**Exercise details**
What is needed is an exact transcription of every record.

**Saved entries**

--- START ---

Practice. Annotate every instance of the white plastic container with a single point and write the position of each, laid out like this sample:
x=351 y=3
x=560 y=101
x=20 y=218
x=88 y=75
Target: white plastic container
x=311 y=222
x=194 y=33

--- END ---

**Final answer**
Practice. Annotate every instance of the white plastic container with a single point and write the position of each, laid out like this sample:
x=351 y=3
x=560 y=101
x=20 y=218
x=88 y=75
Target: white plastic container
x=311 y=222
x=194 y=33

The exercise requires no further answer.